-- Source data follows --

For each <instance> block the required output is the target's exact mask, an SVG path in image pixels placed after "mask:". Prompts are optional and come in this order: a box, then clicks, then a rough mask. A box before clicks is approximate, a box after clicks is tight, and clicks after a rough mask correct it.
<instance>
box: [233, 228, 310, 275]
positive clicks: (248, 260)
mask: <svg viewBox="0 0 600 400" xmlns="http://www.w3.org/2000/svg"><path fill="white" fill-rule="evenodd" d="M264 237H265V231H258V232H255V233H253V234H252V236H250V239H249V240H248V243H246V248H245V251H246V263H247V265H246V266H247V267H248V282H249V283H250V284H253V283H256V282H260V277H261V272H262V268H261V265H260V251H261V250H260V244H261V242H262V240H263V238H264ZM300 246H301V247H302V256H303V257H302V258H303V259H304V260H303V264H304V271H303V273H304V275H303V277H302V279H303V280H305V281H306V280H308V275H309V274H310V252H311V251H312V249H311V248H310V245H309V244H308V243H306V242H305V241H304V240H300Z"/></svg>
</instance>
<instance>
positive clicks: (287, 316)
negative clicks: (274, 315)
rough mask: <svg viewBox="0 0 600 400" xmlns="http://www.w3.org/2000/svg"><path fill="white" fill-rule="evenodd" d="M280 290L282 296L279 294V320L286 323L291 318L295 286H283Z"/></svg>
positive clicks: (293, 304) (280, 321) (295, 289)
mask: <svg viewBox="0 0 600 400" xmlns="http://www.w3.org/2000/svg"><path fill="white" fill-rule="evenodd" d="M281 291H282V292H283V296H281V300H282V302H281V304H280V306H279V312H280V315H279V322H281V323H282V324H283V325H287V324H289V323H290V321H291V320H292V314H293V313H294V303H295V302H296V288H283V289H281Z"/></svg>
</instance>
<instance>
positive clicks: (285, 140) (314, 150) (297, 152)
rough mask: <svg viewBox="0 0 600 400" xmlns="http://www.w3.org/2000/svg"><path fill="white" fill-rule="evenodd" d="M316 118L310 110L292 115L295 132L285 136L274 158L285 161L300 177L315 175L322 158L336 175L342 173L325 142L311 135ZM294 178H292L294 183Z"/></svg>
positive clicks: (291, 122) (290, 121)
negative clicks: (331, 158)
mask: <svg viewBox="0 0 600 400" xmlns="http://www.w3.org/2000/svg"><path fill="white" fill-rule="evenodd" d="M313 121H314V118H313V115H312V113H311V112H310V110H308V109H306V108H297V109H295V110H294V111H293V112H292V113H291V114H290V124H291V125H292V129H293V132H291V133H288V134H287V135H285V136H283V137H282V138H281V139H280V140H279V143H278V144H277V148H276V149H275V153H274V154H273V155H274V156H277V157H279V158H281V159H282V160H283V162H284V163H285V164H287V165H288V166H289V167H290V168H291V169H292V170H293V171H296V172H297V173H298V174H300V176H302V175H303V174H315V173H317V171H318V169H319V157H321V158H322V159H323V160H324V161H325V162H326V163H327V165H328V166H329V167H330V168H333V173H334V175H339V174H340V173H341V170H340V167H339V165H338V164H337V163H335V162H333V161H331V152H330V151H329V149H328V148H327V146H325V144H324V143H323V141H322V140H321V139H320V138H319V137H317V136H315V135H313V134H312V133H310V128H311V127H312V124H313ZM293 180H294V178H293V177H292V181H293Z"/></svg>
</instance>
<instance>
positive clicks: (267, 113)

-- Source data concluded --

Exercise objective: Return the lines of the records that include the string "rough".

Solution:
For each <instance> block the required output is the target's exact mask, an SVG path in image pixels placed after "mask:". Prompts are optional and come in this order: a box, then clicks, then a rough mask. A box before clicks is approximate, a box after clicks is tight, and clicks after a rough mask correct it.
rough mask: <svg viewBox="0 0 600 400" xmlns="http://www.w3.org/2000/svg"><path fill="white" fill-rule="evenodd" d="M280 290L282 296L279 294V320L286 323L291 318L295 286H283Z"/></svg>
rough mask: <svg viewBox="0 0 600 400" xmlns="http://www.w3.org/2000/svg"><path fill="white" fill-rule="evenodd" d="M316 118L310 110L292 115L295 132L285 136L274 158L285 161L300 177L315 175L322 158L336 175L342 173L325 142L311 135ZM294 178H292L294 183Z"/></svg>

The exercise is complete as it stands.